Apart from Bryan Brown, the Australian cast is unfamiliar to me, but a number of them were clearly authoritative actors who delivered the goods portraying those doing the robbery and those being robbed. The casting evidently was very good.
The film delivers a real punch. It's tough. The staging is top notch.
The script is not simple. As the film unfolds, one gradually understands what's going on. Exposition of who is who and what is going on is not handed to you on a verbal silver platter. You have to understand it by the action. It will be easier on a second viewing.
There are real feelings of desperation, pressure, deception, corruption and risk-taking being communicated throughout the entire film, and virtually by everyone involved, lawbreakers or not. Police play no part in this film, as it is largely told from the point of view of the robbers.
The 1970s saw film noir go into a new, fresh and original phase. This happened throughout the world. Movie makers are quick to imitate artistic innovations and box office demand helps shape the film content. Films compete in an international market.
Where black and white seems most appropriate for conveying certain feelings and moods such as threat, mystery, confusion, madness, suspense and danger, color seems most appropriate for other kinds of feelings and moods such as corruption, decadence, sexual passion, violence, and opaque characters whose moral values are unclear. Locales of all kinds seem to become more mysterious and often oppressive when filmed in color. This is not to say that a good director cannot capture any desired mood using either film medium.
Somehow, even though different, the mood of this film reminds me of such films as "Villain" (1971), "Prime Cut" (1972) and even "Rolling Thunder" (1977). But it's more likely the forerunner of a movie like "Sexy Beast" (2001).

### [PROBLEM TO WORK ON]
Answer these questions about the film review:
1. Which member of the Australian cast is the only one familiar to the reviewer?
2. From whose point of view is the film largely told?
3. Which 2001 movie is the film more likely a forerunner of?

### [Named object pointing rows]

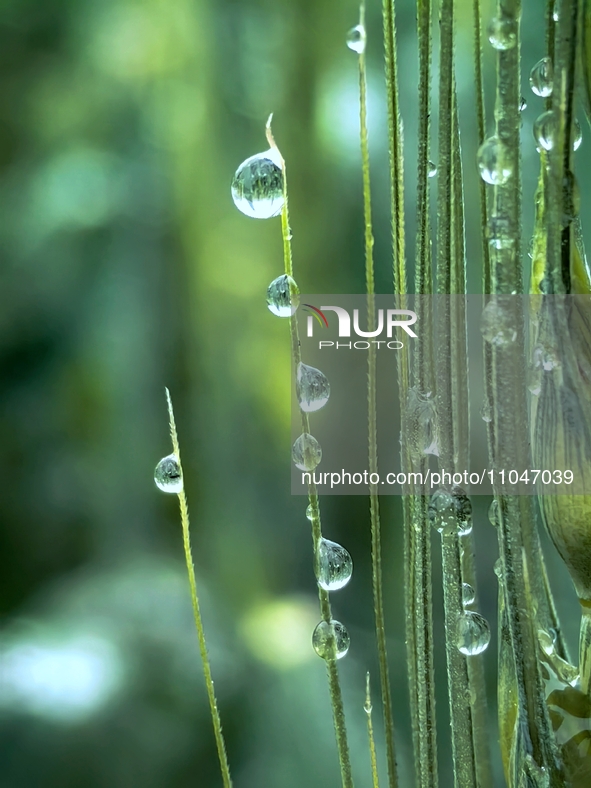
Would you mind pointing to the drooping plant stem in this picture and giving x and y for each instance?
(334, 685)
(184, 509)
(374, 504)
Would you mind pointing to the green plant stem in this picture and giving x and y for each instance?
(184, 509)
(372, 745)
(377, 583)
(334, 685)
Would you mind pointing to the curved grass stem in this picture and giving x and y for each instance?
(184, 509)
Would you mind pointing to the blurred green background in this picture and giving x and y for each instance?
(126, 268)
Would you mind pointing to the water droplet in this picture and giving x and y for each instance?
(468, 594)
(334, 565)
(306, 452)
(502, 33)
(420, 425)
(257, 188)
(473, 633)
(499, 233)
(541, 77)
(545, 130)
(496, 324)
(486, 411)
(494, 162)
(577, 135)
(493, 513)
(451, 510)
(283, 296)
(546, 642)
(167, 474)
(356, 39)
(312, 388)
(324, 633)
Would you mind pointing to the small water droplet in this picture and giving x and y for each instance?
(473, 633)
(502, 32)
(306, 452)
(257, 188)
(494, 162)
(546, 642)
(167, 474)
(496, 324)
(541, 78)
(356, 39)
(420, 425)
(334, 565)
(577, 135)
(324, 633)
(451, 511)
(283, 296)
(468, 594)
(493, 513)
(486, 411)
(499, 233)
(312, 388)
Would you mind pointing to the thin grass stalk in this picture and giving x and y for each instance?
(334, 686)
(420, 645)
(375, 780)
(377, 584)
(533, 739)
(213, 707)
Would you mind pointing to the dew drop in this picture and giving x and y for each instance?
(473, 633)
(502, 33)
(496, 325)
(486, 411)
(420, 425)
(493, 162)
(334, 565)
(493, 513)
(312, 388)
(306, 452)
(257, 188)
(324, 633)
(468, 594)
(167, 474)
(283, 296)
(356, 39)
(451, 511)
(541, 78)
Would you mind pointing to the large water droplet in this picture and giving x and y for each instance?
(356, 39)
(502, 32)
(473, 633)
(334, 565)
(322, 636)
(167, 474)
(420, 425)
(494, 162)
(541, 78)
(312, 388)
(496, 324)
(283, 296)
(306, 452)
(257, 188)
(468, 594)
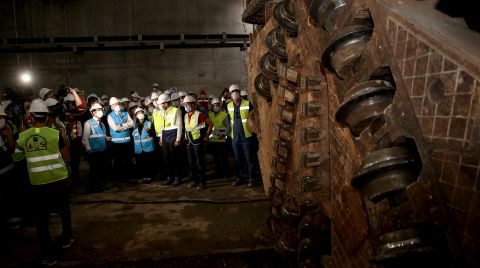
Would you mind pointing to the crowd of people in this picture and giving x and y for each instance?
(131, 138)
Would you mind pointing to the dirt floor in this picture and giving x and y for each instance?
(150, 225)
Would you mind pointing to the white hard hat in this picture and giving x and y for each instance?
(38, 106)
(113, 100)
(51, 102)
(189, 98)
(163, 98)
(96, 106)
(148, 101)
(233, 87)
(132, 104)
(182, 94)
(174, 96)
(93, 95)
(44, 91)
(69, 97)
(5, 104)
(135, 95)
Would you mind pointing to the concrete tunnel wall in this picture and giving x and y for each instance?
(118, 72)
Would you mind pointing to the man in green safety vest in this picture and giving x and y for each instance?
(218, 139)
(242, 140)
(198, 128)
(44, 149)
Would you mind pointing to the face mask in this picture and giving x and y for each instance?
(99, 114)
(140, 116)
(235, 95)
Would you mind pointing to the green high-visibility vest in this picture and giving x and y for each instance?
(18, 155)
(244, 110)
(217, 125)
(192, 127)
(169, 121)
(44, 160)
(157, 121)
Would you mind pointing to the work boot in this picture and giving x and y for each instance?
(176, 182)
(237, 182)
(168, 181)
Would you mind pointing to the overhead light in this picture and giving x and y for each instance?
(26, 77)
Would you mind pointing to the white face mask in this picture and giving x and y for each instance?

### [EXERCISE RESPONSE]
1. Bryan Brown
2. The robbers
3. "Sexy Beast"